TASK STATEMENT: Below are some records. Return exactly the lines from the one with "Target: camouflage leggings" to the one with "Target: bib number 339", and nothing else.
*** Opening of DATA RECORDS ***
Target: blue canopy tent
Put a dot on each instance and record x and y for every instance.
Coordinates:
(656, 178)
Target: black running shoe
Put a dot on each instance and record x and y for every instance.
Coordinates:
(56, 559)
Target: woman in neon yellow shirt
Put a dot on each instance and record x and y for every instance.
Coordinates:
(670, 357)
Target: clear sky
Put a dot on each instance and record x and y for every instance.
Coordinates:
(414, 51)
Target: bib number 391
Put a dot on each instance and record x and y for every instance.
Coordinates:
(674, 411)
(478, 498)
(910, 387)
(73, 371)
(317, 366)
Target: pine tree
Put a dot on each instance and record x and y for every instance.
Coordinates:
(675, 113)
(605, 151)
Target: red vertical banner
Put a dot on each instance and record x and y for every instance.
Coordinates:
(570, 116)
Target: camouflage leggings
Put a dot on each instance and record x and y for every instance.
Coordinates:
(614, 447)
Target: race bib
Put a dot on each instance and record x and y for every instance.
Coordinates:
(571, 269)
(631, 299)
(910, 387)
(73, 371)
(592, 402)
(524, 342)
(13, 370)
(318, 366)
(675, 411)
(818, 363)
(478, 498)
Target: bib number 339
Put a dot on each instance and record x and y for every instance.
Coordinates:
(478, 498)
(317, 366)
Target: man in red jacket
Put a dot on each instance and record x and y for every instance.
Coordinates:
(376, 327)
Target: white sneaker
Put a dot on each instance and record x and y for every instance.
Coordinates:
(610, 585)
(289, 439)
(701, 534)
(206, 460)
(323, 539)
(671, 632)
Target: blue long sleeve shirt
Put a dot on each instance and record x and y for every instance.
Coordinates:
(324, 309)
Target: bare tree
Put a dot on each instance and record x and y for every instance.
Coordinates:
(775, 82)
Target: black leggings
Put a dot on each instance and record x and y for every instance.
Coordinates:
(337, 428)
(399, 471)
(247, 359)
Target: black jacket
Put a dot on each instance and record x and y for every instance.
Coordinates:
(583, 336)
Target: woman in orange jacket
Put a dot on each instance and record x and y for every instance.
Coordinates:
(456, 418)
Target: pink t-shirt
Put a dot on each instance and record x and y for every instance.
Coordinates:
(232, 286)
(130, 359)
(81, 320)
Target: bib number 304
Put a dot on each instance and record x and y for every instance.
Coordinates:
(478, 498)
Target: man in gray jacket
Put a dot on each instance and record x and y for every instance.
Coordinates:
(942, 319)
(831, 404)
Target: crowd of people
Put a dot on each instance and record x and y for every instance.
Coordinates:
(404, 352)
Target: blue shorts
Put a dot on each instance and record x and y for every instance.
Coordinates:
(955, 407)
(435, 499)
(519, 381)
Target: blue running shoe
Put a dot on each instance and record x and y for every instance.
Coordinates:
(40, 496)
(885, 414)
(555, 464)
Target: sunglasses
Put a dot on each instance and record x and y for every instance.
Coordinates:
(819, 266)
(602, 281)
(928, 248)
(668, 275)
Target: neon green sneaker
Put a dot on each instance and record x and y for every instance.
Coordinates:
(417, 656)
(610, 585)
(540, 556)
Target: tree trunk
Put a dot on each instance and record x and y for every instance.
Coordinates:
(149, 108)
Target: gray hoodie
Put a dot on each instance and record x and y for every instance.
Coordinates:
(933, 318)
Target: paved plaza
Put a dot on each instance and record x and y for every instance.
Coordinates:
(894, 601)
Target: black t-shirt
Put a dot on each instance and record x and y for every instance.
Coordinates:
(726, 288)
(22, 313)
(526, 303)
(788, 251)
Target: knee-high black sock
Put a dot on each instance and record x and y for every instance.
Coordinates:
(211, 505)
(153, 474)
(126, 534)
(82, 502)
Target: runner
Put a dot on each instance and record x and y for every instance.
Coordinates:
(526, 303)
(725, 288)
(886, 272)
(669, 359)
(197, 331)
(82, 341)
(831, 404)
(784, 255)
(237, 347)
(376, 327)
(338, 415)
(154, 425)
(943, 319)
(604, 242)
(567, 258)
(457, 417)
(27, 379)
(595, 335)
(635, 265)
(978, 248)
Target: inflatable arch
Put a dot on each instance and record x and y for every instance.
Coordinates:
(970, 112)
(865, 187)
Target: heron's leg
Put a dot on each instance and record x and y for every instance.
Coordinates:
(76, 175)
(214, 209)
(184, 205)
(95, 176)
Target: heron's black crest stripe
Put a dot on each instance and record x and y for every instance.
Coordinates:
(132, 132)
*** Close of DATA RECORDS ***
REPLY TO THE TASK:
Target: camouflage leggings
Put a dot on each instance and record x and y for every instance.
Coordinates:
(614, 447)
Target: race bib
Put a dot on each instance and record x and y for every instance.
Coordinates:
(571, 269)
(631, 299)
(910, 387)
(73, 371)
(592, 402)
(524, 342)
(13, 370)
(318, 366)
(675, 411)
(818, 363)
(478, 498)
Target: bib number 339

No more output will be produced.